*** Extracted data ***
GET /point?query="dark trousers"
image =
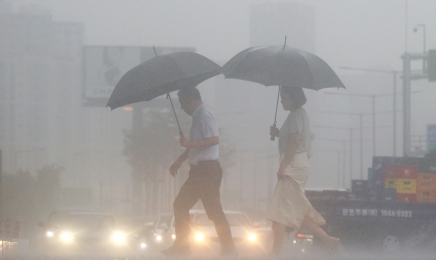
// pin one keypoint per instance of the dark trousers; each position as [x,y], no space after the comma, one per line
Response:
[203,184]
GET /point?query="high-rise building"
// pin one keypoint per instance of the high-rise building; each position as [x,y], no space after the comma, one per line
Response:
[270,23]
[39,75]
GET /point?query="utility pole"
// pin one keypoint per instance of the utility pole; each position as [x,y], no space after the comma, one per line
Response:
[344,144]
[394,101]
[373,97]
[350,140]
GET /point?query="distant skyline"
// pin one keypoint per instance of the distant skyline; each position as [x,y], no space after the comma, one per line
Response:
[355,33]
[363,33]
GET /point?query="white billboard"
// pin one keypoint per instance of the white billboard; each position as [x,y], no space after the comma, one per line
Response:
[105,65]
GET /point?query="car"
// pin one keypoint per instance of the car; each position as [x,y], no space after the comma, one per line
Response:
[162,234]
[246,235]
[81,232]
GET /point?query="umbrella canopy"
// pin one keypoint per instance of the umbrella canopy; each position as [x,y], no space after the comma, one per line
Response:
[282,66]
[161,75]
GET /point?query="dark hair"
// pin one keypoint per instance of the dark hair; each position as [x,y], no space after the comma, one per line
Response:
[298,98]
[189,93]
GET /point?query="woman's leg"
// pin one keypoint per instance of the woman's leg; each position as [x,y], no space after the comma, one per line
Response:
[279,235]
[330,242]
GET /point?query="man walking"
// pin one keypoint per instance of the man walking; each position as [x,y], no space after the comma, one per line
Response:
[204,179]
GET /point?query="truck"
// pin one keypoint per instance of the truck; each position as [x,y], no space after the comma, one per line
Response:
[393,211]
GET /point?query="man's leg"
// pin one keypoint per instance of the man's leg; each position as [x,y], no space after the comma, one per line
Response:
[184,201]
[210,197]
[279,235]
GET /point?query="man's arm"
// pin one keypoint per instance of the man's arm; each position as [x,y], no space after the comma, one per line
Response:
[176,165]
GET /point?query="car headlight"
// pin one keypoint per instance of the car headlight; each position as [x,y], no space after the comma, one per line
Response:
[252,237]
[119,238]
[66,237]
[199,237]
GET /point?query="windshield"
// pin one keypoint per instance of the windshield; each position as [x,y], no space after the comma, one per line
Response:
[233,218]
[89,221]
[164,219]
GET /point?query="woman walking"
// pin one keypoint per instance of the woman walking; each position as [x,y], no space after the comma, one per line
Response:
[289,206]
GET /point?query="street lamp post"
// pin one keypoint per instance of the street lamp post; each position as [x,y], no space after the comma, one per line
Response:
[415,29]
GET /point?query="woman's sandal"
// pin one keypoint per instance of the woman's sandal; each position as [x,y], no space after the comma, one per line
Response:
[333,245]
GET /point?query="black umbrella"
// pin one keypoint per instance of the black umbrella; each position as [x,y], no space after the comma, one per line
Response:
[161,75]
[281,66]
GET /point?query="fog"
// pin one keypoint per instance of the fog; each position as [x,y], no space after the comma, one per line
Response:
[87,141]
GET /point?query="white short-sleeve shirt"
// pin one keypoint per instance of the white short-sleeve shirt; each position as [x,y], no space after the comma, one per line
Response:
[296,122]
[203,126]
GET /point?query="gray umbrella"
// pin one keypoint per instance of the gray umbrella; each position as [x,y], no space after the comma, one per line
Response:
[281,66]
[162,75]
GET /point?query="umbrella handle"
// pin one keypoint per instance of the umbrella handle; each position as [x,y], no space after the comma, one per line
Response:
[177,120]
[273,136]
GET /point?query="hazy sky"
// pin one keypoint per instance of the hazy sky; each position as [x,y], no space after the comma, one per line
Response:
[357,33]
[363,33]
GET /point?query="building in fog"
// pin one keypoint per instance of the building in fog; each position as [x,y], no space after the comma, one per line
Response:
[270,23]
[39,75]
[42,117]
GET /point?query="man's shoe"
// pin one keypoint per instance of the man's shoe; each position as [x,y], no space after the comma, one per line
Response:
[176,250]
[229,253]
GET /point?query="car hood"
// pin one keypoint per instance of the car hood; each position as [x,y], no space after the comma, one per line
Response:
[210,231]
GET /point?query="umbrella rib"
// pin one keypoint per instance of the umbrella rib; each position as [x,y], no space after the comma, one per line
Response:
[239,61]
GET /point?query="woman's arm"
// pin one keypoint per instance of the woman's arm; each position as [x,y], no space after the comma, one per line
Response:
[294,142]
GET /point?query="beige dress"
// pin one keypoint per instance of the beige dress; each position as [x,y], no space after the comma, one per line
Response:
[289,204]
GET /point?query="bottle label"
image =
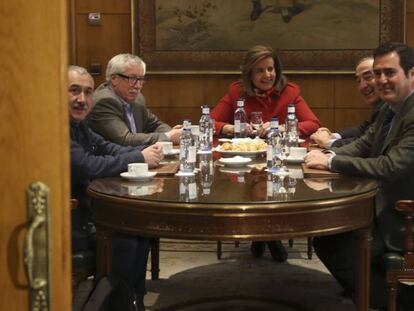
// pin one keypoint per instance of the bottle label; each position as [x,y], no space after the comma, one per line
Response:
[269,154]
[192,154]
[237,126]
[192,191]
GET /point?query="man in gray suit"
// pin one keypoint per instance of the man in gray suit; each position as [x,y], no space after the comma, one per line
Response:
[120,113]
[385,152]
[366,87]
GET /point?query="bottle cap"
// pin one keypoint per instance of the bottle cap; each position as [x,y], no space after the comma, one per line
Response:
[186,124]
[205,109]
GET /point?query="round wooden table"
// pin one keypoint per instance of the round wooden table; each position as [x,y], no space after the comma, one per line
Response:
[239,205]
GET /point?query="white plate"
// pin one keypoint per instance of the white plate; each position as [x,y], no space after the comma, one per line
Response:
[241,153]
[235,161]
[294,160]
[235,170]
[140,177]
[172,153]
[225,140]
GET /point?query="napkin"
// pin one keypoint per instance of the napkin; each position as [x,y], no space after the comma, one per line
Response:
[313,172]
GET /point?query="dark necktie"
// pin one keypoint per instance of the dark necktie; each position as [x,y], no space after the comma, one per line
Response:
[130,116]
[386,125]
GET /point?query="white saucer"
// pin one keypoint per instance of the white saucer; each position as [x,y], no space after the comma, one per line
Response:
[133,177]
[172,153]
[236,161]
[294,160]
[185,173]
[235,170]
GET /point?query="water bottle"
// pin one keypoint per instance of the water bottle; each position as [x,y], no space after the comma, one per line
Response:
[206,130]
[187,188]
[187,149]
[206,172]
[274,147]
[292,127]
[240,120]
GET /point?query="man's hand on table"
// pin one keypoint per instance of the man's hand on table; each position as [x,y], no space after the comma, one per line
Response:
[317,159]
[153,155]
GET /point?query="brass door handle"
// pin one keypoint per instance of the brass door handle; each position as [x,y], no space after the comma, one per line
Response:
[36,247]
[34,282]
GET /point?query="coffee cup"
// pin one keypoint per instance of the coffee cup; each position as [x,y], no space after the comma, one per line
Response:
[167,146]
[137,168]
[297,152]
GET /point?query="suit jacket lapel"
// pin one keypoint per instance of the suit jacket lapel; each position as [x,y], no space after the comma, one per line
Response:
[397,123]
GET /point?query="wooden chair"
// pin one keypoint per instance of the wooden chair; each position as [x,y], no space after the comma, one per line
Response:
[400,267]
[83,261]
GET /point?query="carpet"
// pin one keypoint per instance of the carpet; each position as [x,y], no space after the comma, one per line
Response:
[193,279]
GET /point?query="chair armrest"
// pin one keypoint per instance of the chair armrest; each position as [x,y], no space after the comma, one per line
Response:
[73,203]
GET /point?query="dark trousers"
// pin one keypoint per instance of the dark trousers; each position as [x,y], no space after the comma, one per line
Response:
[129,261]
[339,255]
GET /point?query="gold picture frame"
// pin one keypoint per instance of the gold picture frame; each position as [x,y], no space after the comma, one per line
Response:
[170,35]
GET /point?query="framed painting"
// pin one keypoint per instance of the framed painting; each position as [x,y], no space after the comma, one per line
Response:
[309,35]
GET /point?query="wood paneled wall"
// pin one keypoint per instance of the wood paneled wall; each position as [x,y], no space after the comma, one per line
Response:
[173,97]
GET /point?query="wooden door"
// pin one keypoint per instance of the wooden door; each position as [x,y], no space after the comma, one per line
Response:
[33,142]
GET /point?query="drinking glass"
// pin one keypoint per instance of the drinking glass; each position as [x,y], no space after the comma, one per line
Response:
[256,120]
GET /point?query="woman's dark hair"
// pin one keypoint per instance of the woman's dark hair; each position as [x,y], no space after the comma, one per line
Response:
[252,57]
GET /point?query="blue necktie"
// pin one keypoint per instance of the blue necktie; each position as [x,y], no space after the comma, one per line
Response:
[386,125]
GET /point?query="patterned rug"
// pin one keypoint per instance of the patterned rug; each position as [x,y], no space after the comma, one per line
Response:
[234,304]
[193,279]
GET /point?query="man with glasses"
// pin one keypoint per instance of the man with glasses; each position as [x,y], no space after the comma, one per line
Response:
[366,87]
[120,113]
[91,157]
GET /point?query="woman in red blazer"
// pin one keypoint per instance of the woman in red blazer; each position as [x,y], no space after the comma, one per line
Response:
[264,88]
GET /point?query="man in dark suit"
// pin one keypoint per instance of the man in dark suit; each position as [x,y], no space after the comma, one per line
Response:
*** End of Extracted data ***
Copy verbatim, from the listing above, each line from the one containing "of the street" down to the one containing "of the gray", inclusive.

* Answer box *
// pin one keypoint per instance of the street lamp post; each position as [x,y], no space after the comma, one per line
Response:
[415,29]
GET /point?query="woman's sandal"
// pin one keypoint per instance of the woman's sandal; each position as [x,y], no space after the comma, one per line
Response:
[333,245]
GET /point?query="black umbrella"
// pin one keypoint per instance of the black umbrella; each position as [x,y], no space after the comma, one per line
Response:
[161,75]
[281,66]
GET /point?query="fog"
// pin one keypoint per instance of the fog; each position as [x,y], no space after the comma, one per line
Response:
[87,141]
GET /point?query="white short-sleeve shirt"
// pin one keypoint per instance of the white short-sleeve shirt; each position as [x,y], no space after the comma, one per line
Response:
[296,122]
[203,126]
GET /point?query="gray umbrella"
// pin one keypoint per instance of the gray umbrella; each position as [x,y], no space after the comma, one per line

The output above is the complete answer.